● **Brief A**
Translate this sentence from the passage on data analytics for publishers into Spanish: "This should come as no surprise, since the newspaper is owned by Amazon founder and CEO Jeff Bezos."
● **Brief B**
Reproduce the portion of the passage on data analytics for publishers starting with "Futurist Thornton A." and going on through "CEO Jeff Bezos.".
● **Brief C**
Carry on the passage on data analytics for publishers past its final sentence.

● **Document passage**
--- START ---

Companies are getting more comfortable with DIY analytics, combining market-specific knowledge with third-party tools and data. Sachin Kamdar, co-founder and CEO of Parse.ly, which provides web analytics and content optimization software for online publishers, says, “In the last year or two, there’s a shift from thinking of data as a commodity to ‘Hey, if we do the right thing in analyzing data, we could have new revenue opportunities.’” Recognizing this, in 2016, Parse.ly launched Data Pipeline, a service that offers real-time user-interaction data, enabling clients to build in-house analytics to leverage knowledge of their own markets.
Futurist Thornton A. May, whose work focuses on how companies create value with IT, sees some publishers as being way ahead in positioning themselves as analytics experts. He says, “Washington Post does spectacular work in this area, and they’ve become a very capable provider of content analytics solutions.” This should come as no surprise, since the newspaper is owned by Amazon founder and CEO Jeff Bezos.
Evolving business intelligence and machine learning tools continue to underpin another key trend: the move to data democratization, which puts data and analytics into the hands of the business user. Kamdar says, “Analytics end users these days can be in marketing, audience development, analysts, even content creators themselves.” That may be by necessity, as Kamdar adds, “In my work, I see that the roles most often unfilled at big publishers are for data scientists and data engineers.”

--- END ---

● **Input data**
--- START ---

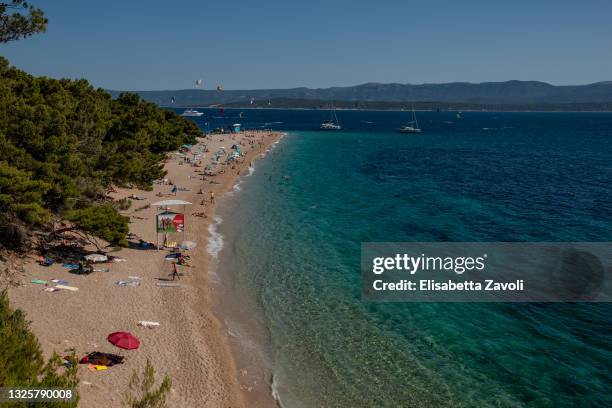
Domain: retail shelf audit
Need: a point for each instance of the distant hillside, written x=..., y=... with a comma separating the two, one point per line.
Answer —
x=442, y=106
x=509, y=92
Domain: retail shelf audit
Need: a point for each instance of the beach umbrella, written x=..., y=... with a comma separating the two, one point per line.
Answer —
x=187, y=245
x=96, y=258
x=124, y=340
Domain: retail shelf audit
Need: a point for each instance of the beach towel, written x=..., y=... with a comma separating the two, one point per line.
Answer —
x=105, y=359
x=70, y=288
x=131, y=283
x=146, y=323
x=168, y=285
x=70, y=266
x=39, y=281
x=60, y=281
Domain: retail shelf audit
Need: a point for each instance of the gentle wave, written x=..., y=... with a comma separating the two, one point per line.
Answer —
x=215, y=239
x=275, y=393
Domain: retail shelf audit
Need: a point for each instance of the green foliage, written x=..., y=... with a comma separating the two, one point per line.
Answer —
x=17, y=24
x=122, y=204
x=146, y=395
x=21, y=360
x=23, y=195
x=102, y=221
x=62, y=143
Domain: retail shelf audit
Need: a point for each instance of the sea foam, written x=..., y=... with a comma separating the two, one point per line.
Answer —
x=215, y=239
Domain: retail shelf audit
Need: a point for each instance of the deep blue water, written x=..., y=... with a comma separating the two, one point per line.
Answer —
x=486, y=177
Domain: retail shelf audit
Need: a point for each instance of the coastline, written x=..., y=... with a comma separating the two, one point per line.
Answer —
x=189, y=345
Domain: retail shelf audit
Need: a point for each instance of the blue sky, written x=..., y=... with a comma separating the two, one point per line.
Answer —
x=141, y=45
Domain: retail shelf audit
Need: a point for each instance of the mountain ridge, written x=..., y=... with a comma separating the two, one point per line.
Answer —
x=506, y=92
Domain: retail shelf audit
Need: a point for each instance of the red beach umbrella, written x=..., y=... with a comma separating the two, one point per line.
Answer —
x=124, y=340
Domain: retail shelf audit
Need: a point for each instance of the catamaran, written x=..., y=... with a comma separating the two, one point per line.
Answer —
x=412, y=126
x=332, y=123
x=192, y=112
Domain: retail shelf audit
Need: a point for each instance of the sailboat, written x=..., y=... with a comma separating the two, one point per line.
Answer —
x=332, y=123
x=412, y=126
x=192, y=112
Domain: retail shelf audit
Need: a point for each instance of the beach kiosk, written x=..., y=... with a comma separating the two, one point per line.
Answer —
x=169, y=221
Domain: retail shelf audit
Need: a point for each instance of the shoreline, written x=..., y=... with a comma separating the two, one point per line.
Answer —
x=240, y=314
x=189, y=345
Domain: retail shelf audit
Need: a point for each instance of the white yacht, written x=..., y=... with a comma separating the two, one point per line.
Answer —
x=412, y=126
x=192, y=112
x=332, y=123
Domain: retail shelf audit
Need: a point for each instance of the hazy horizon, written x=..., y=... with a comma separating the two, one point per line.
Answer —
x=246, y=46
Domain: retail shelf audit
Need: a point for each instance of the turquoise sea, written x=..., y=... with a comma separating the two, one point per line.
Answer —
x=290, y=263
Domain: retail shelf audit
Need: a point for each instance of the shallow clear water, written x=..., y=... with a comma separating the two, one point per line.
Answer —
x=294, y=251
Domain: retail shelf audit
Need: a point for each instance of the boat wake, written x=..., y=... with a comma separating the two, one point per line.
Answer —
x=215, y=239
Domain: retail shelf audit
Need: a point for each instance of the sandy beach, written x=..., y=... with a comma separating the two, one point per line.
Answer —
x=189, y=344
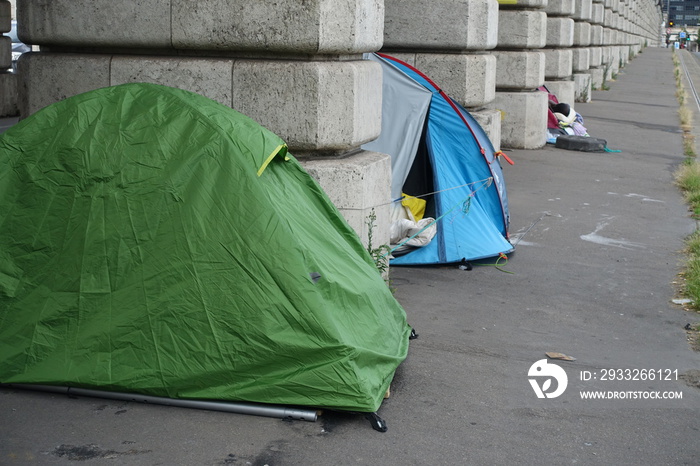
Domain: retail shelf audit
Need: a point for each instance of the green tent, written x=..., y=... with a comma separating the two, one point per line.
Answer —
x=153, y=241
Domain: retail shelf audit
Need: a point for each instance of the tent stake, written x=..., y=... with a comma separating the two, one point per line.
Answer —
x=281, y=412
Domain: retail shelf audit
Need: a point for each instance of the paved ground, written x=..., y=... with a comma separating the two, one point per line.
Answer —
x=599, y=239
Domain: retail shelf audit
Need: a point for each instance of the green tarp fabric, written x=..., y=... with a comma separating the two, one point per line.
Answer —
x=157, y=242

--- END ---
--- START ---

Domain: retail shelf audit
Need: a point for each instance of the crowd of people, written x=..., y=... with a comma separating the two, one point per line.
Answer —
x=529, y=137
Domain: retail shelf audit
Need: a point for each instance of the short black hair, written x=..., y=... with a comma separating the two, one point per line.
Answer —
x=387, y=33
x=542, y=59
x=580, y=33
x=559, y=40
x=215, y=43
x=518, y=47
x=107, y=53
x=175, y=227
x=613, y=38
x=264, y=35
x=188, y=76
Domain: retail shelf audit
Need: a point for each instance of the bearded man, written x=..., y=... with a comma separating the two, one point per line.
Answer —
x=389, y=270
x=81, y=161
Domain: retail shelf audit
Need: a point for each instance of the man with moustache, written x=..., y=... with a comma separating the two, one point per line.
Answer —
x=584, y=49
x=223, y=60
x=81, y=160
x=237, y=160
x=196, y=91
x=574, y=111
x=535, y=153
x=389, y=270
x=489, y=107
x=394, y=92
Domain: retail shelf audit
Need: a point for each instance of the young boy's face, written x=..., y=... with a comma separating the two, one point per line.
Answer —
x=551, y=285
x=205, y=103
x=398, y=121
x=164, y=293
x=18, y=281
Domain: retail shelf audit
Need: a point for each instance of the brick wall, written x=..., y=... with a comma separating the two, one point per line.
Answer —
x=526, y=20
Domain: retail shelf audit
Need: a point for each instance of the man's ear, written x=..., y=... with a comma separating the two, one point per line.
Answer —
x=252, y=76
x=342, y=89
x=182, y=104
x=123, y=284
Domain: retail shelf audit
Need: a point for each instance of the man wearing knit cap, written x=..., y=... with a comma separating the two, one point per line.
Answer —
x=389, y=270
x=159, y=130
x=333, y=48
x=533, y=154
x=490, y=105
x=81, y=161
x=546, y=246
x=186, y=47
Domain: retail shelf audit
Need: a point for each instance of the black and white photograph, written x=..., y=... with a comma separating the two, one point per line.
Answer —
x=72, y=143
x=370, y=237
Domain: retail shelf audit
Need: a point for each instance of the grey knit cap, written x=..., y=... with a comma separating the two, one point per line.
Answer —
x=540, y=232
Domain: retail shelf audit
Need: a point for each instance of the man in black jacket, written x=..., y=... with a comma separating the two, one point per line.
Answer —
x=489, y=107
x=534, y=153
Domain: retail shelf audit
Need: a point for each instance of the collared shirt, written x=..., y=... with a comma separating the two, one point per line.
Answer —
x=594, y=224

--- END ---

● **Expected answer A**
Esto no debería sorprender, ya que el periódico es propiedad del fundador y director ejecutivo de Amazon, Jeff Bezos.

● **Expected answer B**
Futurist Thornton A. May, whose work focuses on how companies create value with IT, sees some publishers as being way ahead in positioning themselves as analytics experts. He says, “Washington Post does spectacular work in this area, and they’ve become a very capable provider of content analytics solutions.” This should come as no surprise, since the newspaper is owned by Amazon founder and CEO Jeff Bezos.

● **Expected answer C**
A Look Ahead
As tools and techniques for content analytics evolve, companies are getting more sophisticated in how they organize their data. Malinak says, “You’re going to see companies using Big Data techniques for reducing unstructured data to something more usable, and then applying traditional analytics.” Along these lines, Thomson Reuters has introduced the Data Fusion database, which uses a company’s Thomson Reuters-assigned Permanent ID to tie together disparate datasets. Malinak describes Data Fusion as “a giant graph database that takes everything you know about a company and allows you to see what connects to what. There are real insights when you can see where data matches up, and doesn’t.”
So much of Big Data is so young—think geolocation data, Twitter feeds, or Internet of Things sensor data from shipping containers. “A lot of new datasets are building track records as we speak,” says Malinak, citing a startup that is building a database of environmental events as well as other databases that track job listings over time. “When those datasets have 5 or 10 years of history, they will find new audiences.”
As investment in content analytics tools continues, there will be pressure to tie those investments back to defined business goals. Kamdar says, “Companies have to go beyond thinking about ‘vanity metrics’ like page views or social media shares. They have to define their business goals, then find the metric that tells that story.”
Properly valuing the contribution of content analytics requires support from the C-level and above, which May sees as a critical challenge. “Most companies have no analytical firepower on their boards,” he says. “They barely even have IT firepower.” But he also believes that “there will ultimately be a breakout over-performer in every market who is best at using Big Data and analytics,” and that will force entire industries to take notice. He cites Major League Baseball as a market in which every team now has an analytics department. Over time, “The MSA (Master of Statistics) will replace the MBA,” says May. “Great leaders will be great analysts.”